§ 出典
-*-*-

たいこ叩きのチャイコフスキー 交響曲第5番名盤試聴記

小林 研一郎/日本フィルハーモニー交響楽団

小林★★★★☆
一楽章、非常にゆっくりと噛みしめるように丁寧な冒頭。かなり思い入れのある演奏のように感じます。
テンポの動きも大きいですが、わざとらしいところがなく自然に受け入れることができる音楽で、好感が持てます。日フィルも反応の良い演奏で応えています。これはすばらしい演奏になるような予感があります。

二楽章、僅かなビブラートをかけたホルンのソロも美しい。この楽章もテンポの動きが大きくて、劇的な表現で聴き手を圧倒します。

三楽章、集中力も高く、聴いていて飽きが来ない。

四楽章、音楽の高揚感がすばらしい。コバケンの熱い指揮が伝わる演奏です。
表現も積極的でオケと指揮者の一体感もありとても良い演奏だと思います。
この録音以後のCDも出ているので聴いて見たいと思いました。
小林研一郎がこんなに熱い音楽を演奏しているとはおもいませんでした。このホームページを作ったおかげで、いろんな演奏を聴くようになって、日本の演奏家の水準の高さに驚かされることが多く嬉しいことです。
これまで、欧米の演奏には及ばないと思っていた、私の認識は間違いだったことを思い知らされる演奏です。これが1995年の演奏なのですから、この録音から約15年経過している最新の演奏はどんなだろうと思いをめぐらせると、もっと日本の演奏家のCDをたくさん聴いて見たい衝動に駆られます。

すばらしい演奏でした。大満足!

エフゲニー・スヴェトラーノフ/ロシア国立交響楽団

スヴェトラーノフ★★★★☆
一楽章、非常にゆっくりと演奏される運命の動機。引きずるように重い演奏で、冒頭からスヴェトラーノフの世界です。波のように強弱を繰り返す第一主題。炸裂する金管。濃厚に歌う弦。第二主題も抑揚を繰り返します。凝縮されたような密度の高い音楽。再現部でも第一、第二主題ともとても豊かに歌います。ビリビリと遠慮なく響くトランペットがロシアのオケらしいです。

-*-*-

§ データ抜粋
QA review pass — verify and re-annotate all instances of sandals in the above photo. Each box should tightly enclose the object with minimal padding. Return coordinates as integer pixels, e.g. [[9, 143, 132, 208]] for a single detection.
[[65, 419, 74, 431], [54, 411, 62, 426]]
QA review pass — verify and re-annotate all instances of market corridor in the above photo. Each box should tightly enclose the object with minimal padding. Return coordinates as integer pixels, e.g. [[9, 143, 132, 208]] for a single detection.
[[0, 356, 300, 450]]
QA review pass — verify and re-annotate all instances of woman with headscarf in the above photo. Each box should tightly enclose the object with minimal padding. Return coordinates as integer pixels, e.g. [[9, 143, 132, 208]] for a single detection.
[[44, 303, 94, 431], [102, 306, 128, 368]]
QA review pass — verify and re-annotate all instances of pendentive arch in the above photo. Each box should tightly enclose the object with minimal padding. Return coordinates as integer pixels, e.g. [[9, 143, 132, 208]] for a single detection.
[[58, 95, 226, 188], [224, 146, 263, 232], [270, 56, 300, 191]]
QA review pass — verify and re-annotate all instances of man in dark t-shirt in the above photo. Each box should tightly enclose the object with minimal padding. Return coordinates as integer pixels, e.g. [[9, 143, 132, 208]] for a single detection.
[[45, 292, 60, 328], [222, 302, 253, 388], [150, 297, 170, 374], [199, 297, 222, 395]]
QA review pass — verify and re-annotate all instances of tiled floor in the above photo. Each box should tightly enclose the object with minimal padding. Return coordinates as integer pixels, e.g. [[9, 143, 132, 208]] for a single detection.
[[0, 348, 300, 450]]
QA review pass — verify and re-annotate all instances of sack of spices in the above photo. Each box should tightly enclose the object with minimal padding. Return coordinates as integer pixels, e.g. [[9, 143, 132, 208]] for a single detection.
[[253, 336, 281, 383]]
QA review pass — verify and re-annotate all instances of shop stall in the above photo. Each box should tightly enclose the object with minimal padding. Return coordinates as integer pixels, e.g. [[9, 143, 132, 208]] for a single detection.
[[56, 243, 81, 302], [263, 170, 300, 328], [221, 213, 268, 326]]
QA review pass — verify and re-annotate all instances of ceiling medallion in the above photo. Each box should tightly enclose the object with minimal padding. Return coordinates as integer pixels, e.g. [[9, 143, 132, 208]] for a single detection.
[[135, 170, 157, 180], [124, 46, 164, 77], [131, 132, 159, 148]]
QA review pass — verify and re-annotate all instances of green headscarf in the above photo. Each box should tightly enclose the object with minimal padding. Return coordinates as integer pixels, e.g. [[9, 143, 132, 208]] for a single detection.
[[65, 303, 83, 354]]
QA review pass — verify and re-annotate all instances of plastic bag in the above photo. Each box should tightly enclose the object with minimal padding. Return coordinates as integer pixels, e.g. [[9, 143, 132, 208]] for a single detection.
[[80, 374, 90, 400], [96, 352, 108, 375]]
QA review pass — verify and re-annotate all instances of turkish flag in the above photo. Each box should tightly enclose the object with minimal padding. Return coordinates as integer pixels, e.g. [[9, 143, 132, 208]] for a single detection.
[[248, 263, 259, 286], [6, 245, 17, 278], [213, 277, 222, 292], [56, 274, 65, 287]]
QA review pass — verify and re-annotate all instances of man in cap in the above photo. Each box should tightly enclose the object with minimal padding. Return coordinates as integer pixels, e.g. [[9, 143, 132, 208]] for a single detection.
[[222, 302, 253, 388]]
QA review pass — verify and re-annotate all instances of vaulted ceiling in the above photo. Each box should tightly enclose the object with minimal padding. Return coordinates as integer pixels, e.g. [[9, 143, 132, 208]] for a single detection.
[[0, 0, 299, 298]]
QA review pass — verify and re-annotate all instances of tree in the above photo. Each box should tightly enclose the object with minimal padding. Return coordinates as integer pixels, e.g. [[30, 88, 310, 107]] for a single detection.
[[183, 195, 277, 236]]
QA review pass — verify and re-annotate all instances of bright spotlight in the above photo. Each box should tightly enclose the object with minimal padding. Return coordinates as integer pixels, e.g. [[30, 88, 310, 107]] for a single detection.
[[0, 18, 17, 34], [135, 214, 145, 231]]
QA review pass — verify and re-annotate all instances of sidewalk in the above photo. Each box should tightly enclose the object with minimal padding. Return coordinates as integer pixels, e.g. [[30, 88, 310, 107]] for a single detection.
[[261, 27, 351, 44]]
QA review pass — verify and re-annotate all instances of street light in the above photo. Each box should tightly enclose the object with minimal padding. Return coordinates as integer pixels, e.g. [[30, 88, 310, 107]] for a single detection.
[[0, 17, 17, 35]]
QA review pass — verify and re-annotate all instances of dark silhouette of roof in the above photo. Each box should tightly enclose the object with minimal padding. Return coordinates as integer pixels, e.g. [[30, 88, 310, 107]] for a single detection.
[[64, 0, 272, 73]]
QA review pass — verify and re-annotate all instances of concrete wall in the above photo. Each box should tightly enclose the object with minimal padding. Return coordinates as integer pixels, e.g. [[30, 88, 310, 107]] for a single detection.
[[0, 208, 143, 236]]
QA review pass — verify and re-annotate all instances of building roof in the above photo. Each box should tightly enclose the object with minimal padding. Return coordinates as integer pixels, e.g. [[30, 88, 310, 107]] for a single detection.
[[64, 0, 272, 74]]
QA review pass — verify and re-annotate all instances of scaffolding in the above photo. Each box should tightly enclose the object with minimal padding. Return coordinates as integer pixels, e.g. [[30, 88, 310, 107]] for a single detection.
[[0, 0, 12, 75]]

-*-*-

§ 課題
[A] 試聴記のうち、「たいこ叩きのチャイコフスキー 交響曲第5番名盤試聴記」を含む語句で始まり「四楽章、音楽の高揚感がすばらしい。コバケンの熱い指揮が伝わる演奏です。」で終わる部分を、「コバケン」を「小林研一郎」に置き換えて書き写してください。
[B] 試聴記によると、小林研一郎と日本フィルハーモニー交響楽団の録音は何年の演奏ですか。

§ 課題の解答
[A]
たいこ叩きのチャイコフスキー 交響曲第5番名盤試聴記

小林 研一郎/日本フィルハーモニー交響楽団

小林★★★★☆
一楽章、非常にゆっくりと噛みしめるように丁寧な冒頭。かなり思い入れのある演奏のように感じます。
テンポの動きも大きいですが、わざとらしいところがなく自然に受け入れることができる音楽で、好感が持てます。日フィルも反応の良い演奏で応えています。これはすばらしい演奏になるような予感があります。

二楽章、僅かなビブラートをかけたホルンのソロも美しい。この楽章もテンポの動きが大きくて、劇的な表現で聴き手を圧倒します。

三楽章、集中力も高く、聴いていて飽きが来ない。

四楽章、音楽の高揚感がすばらしい。小林研一郎の熱い指揮が伝わる演奏です。

[B] 1995年の演奏です。